EXERCISES TO COMPLETE:
1 > Answer these questions from the Gibraltar text below:
(a) How large was the share buyback program announced in May?
(b) By what percentage did second quarter adjusted earnings per share rise?
(c) How much did the deal for Quality Aluminum Products cost?
2 > Can you repeat the Gibraltar text below word for word, between "As inflationary pressure" and "full year guidance.", inclusive?

As inflationary pressure hurt fourth quarter results a bit already shares were trading at $65 at the start of 2022 and even since have come down to a low of $40 in recent weeks, now trading hands at $45 per share.
In May of this year, the company announced a $200 million share buyback programs to take advantage of the decline in the share price. Alongside the earnings report, Gibraltar posted a strong first quarter earnings report with sales up 11% to $318 million as adjusted earnings rose a similar percentage to $0.60 per share despite real woes in the renewables segment, as the company reiterated the full year guidance.
Early in August, second quarter sales rose just 5% to $367 million, yet strong pricing action made that adjusted earnings per share rose 18% to $0.96 per share, notably driven by strength in the residential business, as the company again reiterated the revenue and profit guidance. Net debt rose to $76 million amidst some early buybacks, still a very modest amount given that adjusted EBITDA came in at $86 million in the first half of the year.
With a current $1.47 billion equity valuation at $45 per share, or $1.54 billion enterprise valuation, the valuation comes in at just over 1 times sales and at a reasonable 13-14 times adjusted earnings multiple, the gap with GAAP earnings is very modest.
Gibraltar furthermore announced the next bolt-on deal with a $54 million deal for Quality Aluminum Products. The company is a manufacturer of residential building products, including aluminum and steel products for soffit, fascia, trim coil and related products. With a $93 million revenue contribution and $11.5 million EBITDA addition, the deal multiples are very modest, and look very accretive. This deal should boost sales and EBITDA by around 7%, as the valuation comes in at just 4% of the own valuation, indicating that the deal is attractively valued.

GIVEN ENTRIES:

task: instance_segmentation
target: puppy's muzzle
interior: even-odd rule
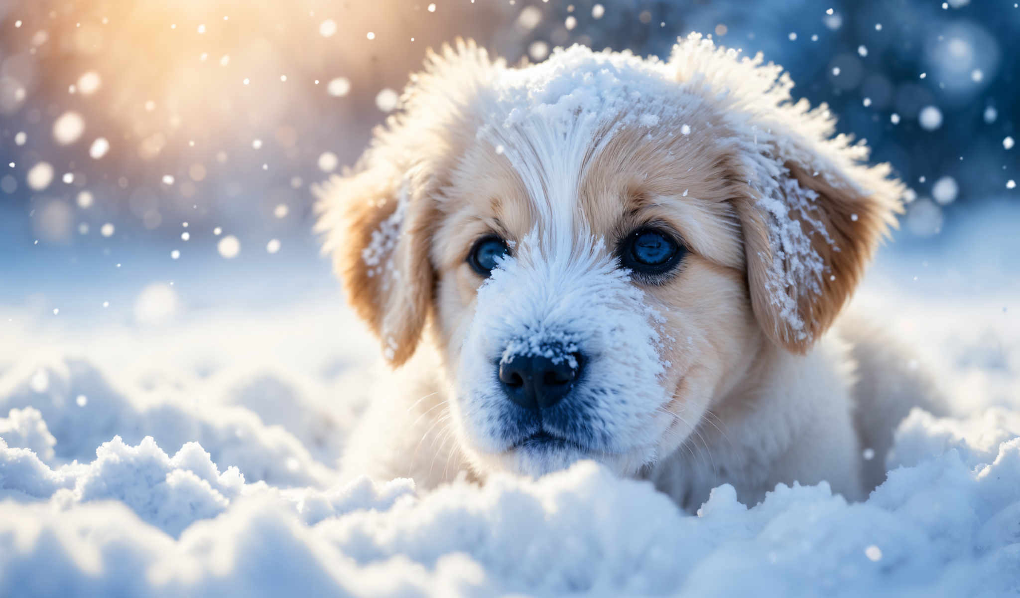
[[[583,356],[562,346],[547,346],[542,353],[504,355],[497,364],[503,392],[525,409],[552,407],[570,392],[580,376]]]

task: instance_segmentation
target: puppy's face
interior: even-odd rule
[[[709,126],[655,141],[603,124],[571,146],[574,122],[534,123],[553,132],[545,155],[526,153],[529,129],[472,143],[438,216],[438,344],[461,445],[486,468],[591,457],[632,474],[761,342]]]
[[[430,323],[478,470],[594,458],[632,475],[669,454],[763,350],[802,352],[824,331],[896,207],[883,171],[804,139],[774,90],[749,91],[749,111],[740,90],[686,81],[712,59],[734,87],[757,73],[688,44],[668,63],[436,59],[368,167],[340,182],[358,203],[326,205],[349,297],[388,357]]]

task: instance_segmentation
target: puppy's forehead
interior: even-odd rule
[[[718,246],[730,233],[705,230],[712,216],[723,228],[730,217],[716,127],[660,61],[561,51],[499,71],[479,91],[477,116],[455,186],[469,190],[465,209],[501,234],[606,238],[641,223],[627,222],[638,210],[695,244],[714,234]],[[731,245],[720,261],[740,261]]]

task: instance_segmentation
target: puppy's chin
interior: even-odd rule
[[[635,451],[634,454],[602,453],[546,435],[529,438],[501,453],[472,452],[475,468],[481,472],[510,471],[530,478],[566,469],[583,460],[595,461],[617,476],[630,477],[647,460]]]

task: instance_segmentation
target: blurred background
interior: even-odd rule
[[[428,47],[666,57],[695,31],[782,64],[912,187],[877,277],[1018,289],[1013,0],[0,0],[0,311],[102,330],[339,301],[309,187]]]

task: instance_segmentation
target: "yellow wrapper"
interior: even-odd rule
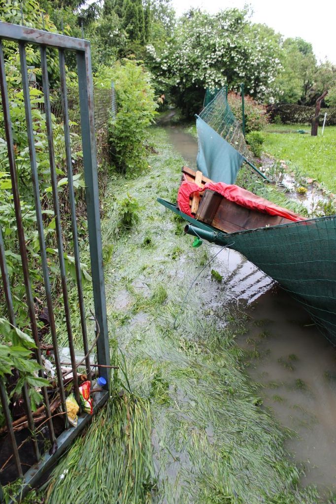
[[[65,404],[66,405],[66,413],[69,423],[73,427],[76,427],[78,420],[77,413],[79,411],[79,406],[73,394],[71,394],[70,396],[68,396],[65,401]]]

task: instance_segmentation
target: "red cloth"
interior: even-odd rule
[[[199,193],[205,189],[210,189],[216,193],[219,193],[229,201],[233,201],[237,205],[245,207],[245,208],[258,210],[263,213],[269,214],[270,215],[279,215],[294,222],[305,220],[304,217],[291,212],[291,210],[282,208],[271,201],[264,200],[259,196],[256,196],[253,193],[250,193],[249,191],[243,189],[238,185],[226,184],[224,182],[209,182],[204,187],[201,188],[193,182],[183,180],[177,194],[177,204],[181,212],[190,217],[192,217],[189,205],[189,197],[192,196],[194,193]]]

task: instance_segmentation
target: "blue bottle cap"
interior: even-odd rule
[[[107,382],[105,378],[103,378],[102,376],[99,376],[97,381],[97,383],[100,387],[104,387],[104,385],[106,385]]]

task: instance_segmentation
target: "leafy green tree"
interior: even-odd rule
[[[128,176],[148,168],[148,127],[157,108],[150,76],[143,65],[124,59],[113,66],[102,66],[95,78],[98,87],[110,89],[113,80],[117,112],[109,124],[109,147],[117,169]]]
[[[178,105],[199,109],[204,89],[227,84],[259,100],[273,97],[280,68],[281,36],[264,25],[253,25],[246,10],[216,15],[191,10],[176,24],[164,46],[148,47],[161,92],[171,88]]]
[[[151,8],[149,5],[146,6],[144,13],[145,17],[145,42],[147,43],[151,38]]]
[[[132,0],[125,0],[124,2],[122,26],[131,42],[140,39],[139,6]]]
[[[277,99],[283,103],[306,104],[317,68],[312,45],[302,38],[287,38],[283,48],[282,69],[276,81]]]

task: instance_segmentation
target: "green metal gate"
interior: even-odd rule
[[[23,92],[25,109],[26,124],[28,134],[29,156],[31,170],[31,182],[34,194],[36,211],[36,226],[38,231],[39,250],[42,265],[43,296],[47,306],[50,319],[50,331],[52,341],[55,364],[57,375],[57,385],[60,399],[61,413],[66,417],[66,395],[64,385],[64,376],[62,374],[61,362],[57,343],[57,327],[54,315],[54,300],[50,287],[49,269],[44,232],[44,221],[39,185],[39,176],[36,161],[36,153],[34,141],[33,118],[30,99],[30,83],[29,69],[27,68],[26,49],[28,44],[39,47],[42,76],[42,85],[44,96],[44,112],[45,114],[46,134],[50,165],[50,184],[52,188],[53,207],[55,223],[57,248],[59,258],[61,292],[66,322],[66,332],[71,356],[71,365],[73,373],[73,387],[75,395],[79,401],[79,383],[77,367],[69,306],[69,286],[67,283],[64,254],[63,245],[63,230],[60,218],[60,209],[57,187],[57,175],[54,153],[52,112],[49,93],[49,83],[48,75],[47,51],[48,48],[58,50],[59,69],[59,89],[62,106],[64,133],[64,144],[66,155],[66,165],[68,184],[69,205],[70,209],[71,228],[73,239],[73,254],[75,258],[76,277],[78,290],[78,305],[81,319],[81,338],[83,348],[85,354],[86,372],[91,380],[92,369],[91,367],[90,353],[94,344],[96,343],[97,364],[95,368],[99,369],[99,375],[109,383],[110,373],[110,357],[106,316],[106,300],[103,270],[103,259],[100,207],[98,199],[98,186],[96,148],[95,138],[94,113],[93,104],[93,89],[91,72],[91,61],[90,43],[86,40],[73,38],[42,30],[35,30],[25,26],[12,25],[0,22],[0,87],[1,89],[2,106],[4,123],[6,131],[6,141],[8,155],[10,176],[12,181],[13,203],[15,208],[17,238],[22,265],[25,287],[25,302],[27,304],[30,321],[31,334],[36,345],[34,350],[35,358],[40,366],[42,360],[40,342],[38,333],[38,325],[34,306],[30,278],[29,259],[27,256],[25,229],[22,212],[22,200],[20,199],[18,181],[16,153],[13,137],[11,121],[11,105],[9,100],[7,79],[5,74],[5,57],[3,50],[3,41],[10,40],[17,44],[16,46],[20,54],[22,87]],[[5,42],[7,43],[7,42]],[[95,337],[89,337],[87,329],[87,319],[88,307],[85,305],[82,283],[82,273],[80,258],[80,247],[76,217],[76,204],[74,187],[72,147],[69,127],[69,117],[66,89],[66,67],[65,57],[67,51],[75,51],[77,55],[77,73],[79,92],[80,125],[83,162],[85,183],[85,199],[87,207],[87,224],[91,258],[91,269],[92,278],[92,288],[94,299],[94,318],[96,322]],[[16,327],[16,317],[11,293],[10,278],[6,262],[6,236],[0,227],[0,266],[3,290],[7,306],[7,317],[13,327]],[[3,314],[1,314],[4,316]],[[93,339],[93,345],[90,346]],[[106,387],[107,386],[106,386]],[[25,383],[22,388],[22,397],[25,403],[25,411],[29,429],[31,433],[30,441],[33,447],[36,463],[26,470],[26,466],[22,465],[20,459],[20,447],[16,437],[13,427],[13,419],[9,407],[8,394],[5,383],[0,380],[0,396],[3,414],[6,420],[8,435],[10,439],[12,461],[17,472],[17,476],[22,479],[23,484],[20,489],[20,495],[24,495],[29,486],[34,485],[38,481],[42,473],[49,468],[56,458],[64,452],[66,447],[79,432],[89,422],[91,415],[82,413],[80,415],[77,427],[69,427],[64,422],[64,430],[56,436],[53,423],[53,415],[50,411],[48,391],[46,387],[41,390],[44,405],[45,421],[48,430],[48,436],[51,442],[52,450],[49,453],[42,453],[38,442],[38,436],[34,426],[30,401],[29,385]],[[94,410],[96,411],[107,400],[107,390],[94,394]],[[5,471],[6,468],[3,470]],[[1,473],[0,469],[0,473]]]

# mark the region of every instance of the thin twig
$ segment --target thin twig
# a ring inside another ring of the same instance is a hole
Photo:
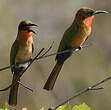
[[[31,60],[31,62],[27,66],[27,68],[24,69],[24,71],[17,77],[16,81],[13,84],[10,84],[8,87],[1,89],[0,91],[6,91],[9,88],[11,88],[12,86],[14,86],[18,82],[19,78],[23,75],[23,73],[31,66],[31,64],[36,60],[36,58],[43,52],[43,50],[44,50],[44,48],[42,48],[40,50],[40,52],[34,57],[34,59]]]
[[[56,110],[58,107],[66,104],[67,102],[69,102],[69,101],[77,98],[78,96],[80,96],[80,95],[82,95],[82,94],[84,94],[84,93],[86,93],[86,92],[88,92],[88,91],[104,89],[103,87],[98,87],[98,86],[100,86],[101,84],[103,84],[103,83],[105,83],[105,82],[107,82],[107,81],[109,81],[109,80],[111,80],[111,76],[109,76],[109,77],[107,77],[107,78],[105,78],[105,79],[97,82],[96,84],[94,84],[94,85],[92,85],[92,86],[90,86],[90,87],[88,87],[88,88],[85,88],[85,89],[77,92],[74,96],[72,96],[72,97],[70,97],[69,99],[65,100],[64,102],[62,102],[61,104],[57,105],[56,107],[51,107],[51,108],[49,108],[48,110]]]
[[[84,45],[81,48],[85,48],[85,47],[88,47],[88,45]],[[75,52],[77,52],[78,50],[80,50],[80,48],[72,48],[72,49],[67,49],[67,50],[61,51],[61,52],[55,52],[55,53],[46,55],[51,48],[52,48],[52,45],[51,45],[51,47],[43,55],[41,55],[40,57],[36,58],[36,60],[47,58],[47,57],[54,56],[54,55],[57,55],[57,54],[67,53],[67,52],[70,52],[72,50],[75,51]],[[33,59],[31,59],[31,60],[33,60]],[[24,63],[30,62],[31,60],[26,60],[26,61],[23,61],[23,62],[19,62],[19,64],[24,64]],[[9,68],[14,67],[14,66],[15,65],[11,65],[11,66],[6,66],[6,67],[3,67],[3,68],[0,68],[0,71],[9,69]]]
[[[24,87],[25,89],[33,92],[33,90],[32,90],[30,87],[26,86],[26,84],[22,83],[21,81],[18,81],[18,82],[19,82],[19,84],[20,84],[22,87]]]

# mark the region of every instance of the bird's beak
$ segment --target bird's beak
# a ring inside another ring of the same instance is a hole
[[[36,27],[38,27],[38,25],[36,25],[36,24],[28,24],[27,26],[30,26],[30,27],[32,27],[32,26],[36,26]],[[34,34],[37,34],[34,30],[32,30],[32,29],[28,29],[28,31],[29,32],[33,32]]]
[[[29,32],[33,32],[34,34],[37,34],[34,30],[28,29]]]
[[[100,13],[109,13],[109,12],[103,11],[103,10],[97,10],[97,11],[95,11],[95,12],[93,13],[93,15],[95,15],[95,14],[100,14]]]
[[[37,24],[28,24],[27,26],[36,26],[36,27],[38,27]]]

SOLUTION SET:
1 >
(a) $200 million
(b) 18%
(c) $54 million

2 >
As inflationary pressure hurt fourth quarter results a bit already shares were trading at $65 at the start of 2022 and even since have come down to a low of $40 in recent weeks, now trading hands at $45 per share.
In May of this year, the company announced a $200 million share buyback programs to take advantage of the decline in the share price. Alongside the earnings report, Gibraltar posted a strong first quarter earnings report with sales up 11% to $318 million as adjusted earnings rose a similar percentage to $0.60 per share despite real woes in the renewables segment, as the company reiterated the full year guidance.